Rewrite all the data below as a numbered list, leaving out any blank lines.
** START Data for this task **
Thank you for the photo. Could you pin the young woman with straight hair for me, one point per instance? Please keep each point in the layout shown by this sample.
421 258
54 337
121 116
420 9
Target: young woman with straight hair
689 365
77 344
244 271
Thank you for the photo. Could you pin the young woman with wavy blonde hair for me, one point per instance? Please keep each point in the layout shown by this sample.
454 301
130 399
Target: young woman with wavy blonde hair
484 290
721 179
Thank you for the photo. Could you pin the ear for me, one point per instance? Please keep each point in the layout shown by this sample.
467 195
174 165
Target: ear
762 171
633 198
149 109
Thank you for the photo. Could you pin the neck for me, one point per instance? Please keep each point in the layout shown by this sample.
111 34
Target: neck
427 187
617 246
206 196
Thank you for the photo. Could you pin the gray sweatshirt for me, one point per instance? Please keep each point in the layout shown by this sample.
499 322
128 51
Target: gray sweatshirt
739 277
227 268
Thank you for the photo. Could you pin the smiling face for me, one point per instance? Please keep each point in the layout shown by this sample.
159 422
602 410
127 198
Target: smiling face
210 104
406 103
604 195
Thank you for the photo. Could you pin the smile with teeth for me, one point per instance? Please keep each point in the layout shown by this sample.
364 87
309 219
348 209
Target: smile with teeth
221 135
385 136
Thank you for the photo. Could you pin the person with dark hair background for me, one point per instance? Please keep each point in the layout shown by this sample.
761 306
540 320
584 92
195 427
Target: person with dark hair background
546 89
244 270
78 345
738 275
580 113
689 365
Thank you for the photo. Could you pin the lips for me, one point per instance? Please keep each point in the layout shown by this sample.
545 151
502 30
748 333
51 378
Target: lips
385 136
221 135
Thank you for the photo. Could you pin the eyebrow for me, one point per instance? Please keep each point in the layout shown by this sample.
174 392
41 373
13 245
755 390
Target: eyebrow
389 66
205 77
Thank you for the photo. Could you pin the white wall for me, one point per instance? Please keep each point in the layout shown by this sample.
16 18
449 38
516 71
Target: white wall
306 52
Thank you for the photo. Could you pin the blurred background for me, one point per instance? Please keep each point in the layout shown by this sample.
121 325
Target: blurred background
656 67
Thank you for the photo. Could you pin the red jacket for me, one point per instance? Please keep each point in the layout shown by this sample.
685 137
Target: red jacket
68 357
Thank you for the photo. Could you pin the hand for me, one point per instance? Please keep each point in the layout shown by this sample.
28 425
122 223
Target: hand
** END Data for this task **
# Output of the exercise
1. Thank you for the photo. Could you pin the young woman with straight hair for me, one point per instance? Please keep each point in the layout shown by this sample.
2. 421 258
3. 54 337
4. 121 116
5. 420 9
6. Target: young woman with straight hair
7. 689 365
8. 77 344
9. 244 271
10. Thank you for the photo. Could you pin the young woman with wavy blonde hair for me, one point per instance? Please keep each point in the layout shown by this sample.
11. 454 301
12. 130 399
13. Target: young woman with wavy blonde hair
14. 484 290
15. 721 179
16. Thank you for the photo. Could you pin the ear for me, one point per instance? Please keep each point in the layout shown by this sample.
17. 467 195
18. 174 165
19. Target: ear
20. 762 171
21. 633 198
22. 149 109
23. Thank you for the photo. Could you pin the neck for me, one point per instance? Please keep each point in the layout shown by this sample.
24. 111 34
25. Target: neck
26. 427 187
27. 617 246
28. 206 196
29. Thank you for the photo. Could you pin the gray sweatshirt for me, one point per instance? Please keep each point in the layout shown by this sample.
30. 499 322
31. 128 51
32. Target: gray sweatshirt
33. 739 277
34. 227 268
35. Thank you for the photo. Could you pin the smiling face for me, one point per instance? Please keep each point in the layout shown by this sample.
36. 159 422
37. 602 410
38. 127 198
39. Target: smiling face
40. 210 104
41. 406 103
42. 604 195
43. Thank you for the photo. Could you pin the smile with teeth for me, one point per instance? Please keep each point in the layout shown by this sample.
44. 364 87
45. 309 219
46. 348 209
47. Target: smile with teeth
48. 221 135
49. 385 136
50. Thank you for the photo. Could you pin the person with dark hair background for me, one point per instance? Please keep each point in the layout shown by this sample.
51. 761 306
52. 540 320
53. 584 92
54. 195 427
55. Target: person with dark hair background
56. 546 89
57. 244 270
58. 78 345
59. 738 275
60. 580 113
61. 689 365
62. Thank you for the photo. Could you pin the lips for me, one point per instance? Please keep each point in the layout shown by this sample.
63. 545 151
64. 502 30
65. 748 333
66. 51 378
67. Target: lips
68. 385 136
69. 221 135
70. Thank you for the photo. Could you pin the eyebrow for me, one point per instance? Please keep each point in the layout shown by this sample.
71. 174 392
72. 41 373
73. 13 245
74. 755 390
75. Target: eyebrow
76. 389 66
77. 205 77
78. Thank you for the photo. Could you pin the white wall for me, one point per instance? Please keep each point in the layout shown by this sample.
79. 16 18
80. 449 38
81. 516 71
82. Target: white wall
83. 306 52
84. Thank you for the photo. Could you pin the blurred background for me, one point per instance? Please keep each point in the layout shown by this sample.
85. 121 325
86. Target: blurred background
87. 656 67
88. Thank you for the photo. Could you pin the red jacket for me, one point per instance? Please keep each point in the layout shown by this sample.
89. 685 137
90. Target: red jacket
91. 68 357
92. Thank you for the photo. Could you pin the hand for me, one point per instance? Please keep each point in the layout shown by this sample.
93. 28 425
94. 122 223
95. Target: hand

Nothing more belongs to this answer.